In the listing below, find the line containing "of the weed". Write out that line and every line after it to the end, exactly and only those.

───── Extracted data ─────

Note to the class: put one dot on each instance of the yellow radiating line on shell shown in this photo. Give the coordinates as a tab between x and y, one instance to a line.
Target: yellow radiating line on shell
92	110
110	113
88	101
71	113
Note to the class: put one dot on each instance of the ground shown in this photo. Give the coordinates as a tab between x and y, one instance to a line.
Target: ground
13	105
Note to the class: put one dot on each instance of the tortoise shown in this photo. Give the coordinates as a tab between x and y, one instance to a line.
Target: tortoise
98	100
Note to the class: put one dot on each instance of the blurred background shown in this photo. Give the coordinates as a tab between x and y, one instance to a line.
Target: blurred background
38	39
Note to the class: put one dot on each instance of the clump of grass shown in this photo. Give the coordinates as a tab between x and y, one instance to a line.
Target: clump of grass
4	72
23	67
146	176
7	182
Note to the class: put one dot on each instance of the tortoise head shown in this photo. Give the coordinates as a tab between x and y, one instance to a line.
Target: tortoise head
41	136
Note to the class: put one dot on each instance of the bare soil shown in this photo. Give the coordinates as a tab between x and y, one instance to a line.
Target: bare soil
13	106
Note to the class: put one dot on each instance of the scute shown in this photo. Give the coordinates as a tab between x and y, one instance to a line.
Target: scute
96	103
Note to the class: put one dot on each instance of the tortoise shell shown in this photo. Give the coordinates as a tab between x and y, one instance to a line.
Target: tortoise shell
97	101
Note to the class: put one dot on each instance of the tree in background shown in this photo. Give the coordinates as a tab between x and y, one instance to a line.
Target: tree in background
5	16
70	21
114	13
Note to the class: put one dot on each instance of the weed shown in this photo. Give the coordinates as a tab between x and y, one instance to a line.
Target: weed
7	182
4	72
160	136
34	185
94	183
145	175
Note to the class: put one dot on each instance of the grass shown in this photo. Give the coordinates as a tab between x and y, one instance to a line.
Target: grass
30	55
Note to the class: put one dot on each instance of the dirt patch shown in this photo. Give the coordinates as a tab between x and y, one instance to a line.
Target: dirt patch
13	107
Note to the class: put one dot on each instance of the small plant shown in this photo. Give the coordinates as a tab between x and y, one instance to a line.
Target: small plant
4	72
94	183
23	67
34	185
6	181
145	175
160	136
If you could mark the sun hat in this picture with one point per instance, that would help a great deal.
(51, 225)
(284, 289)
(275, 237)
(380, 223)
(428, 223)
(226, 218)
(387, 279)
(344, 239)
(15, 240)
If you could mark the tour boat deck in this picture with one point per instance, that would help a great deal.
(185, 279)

─────

◆ **Task output**:
Note to the class: put one dot on each instance of the weed shown in this photo. Give the coordinates as a tab between x and y, one instance to a line.
Target: weed
7	182
4	72
160	136
34	185
94	183
145	175
Note to the class: put one dot on each instance of the grass shown in this photo. Give the coordinates as a tab between x and y, one instance to a line.
Target: grass
30	55
Note to the class: put one dot on each instance of the dirt patch shown in this photo. Give the coordinates as a tab between x and y, one instance to a line.
Target: dirt patch
13	107
Note to the class: put one dot on each instance of the small plant shown in this photo. Give the coordinates as a tab between x and y, one instance to a line.
Target: small plant
4	72
94	183
23	67
34	185
6	181
145	175
160	136
If you could mark the sun hat in this picture with one point per instance, that would help a great deal.
(51, 225)
(284, 289)
(275, 237)
(380, 223)
(428, 223)
(226, 218)
(387, 279)
(344, 239)
(15, 240)
If you could mark the tour boat deck in this picture with one point per instance, that would help a great deal.
(185, 279)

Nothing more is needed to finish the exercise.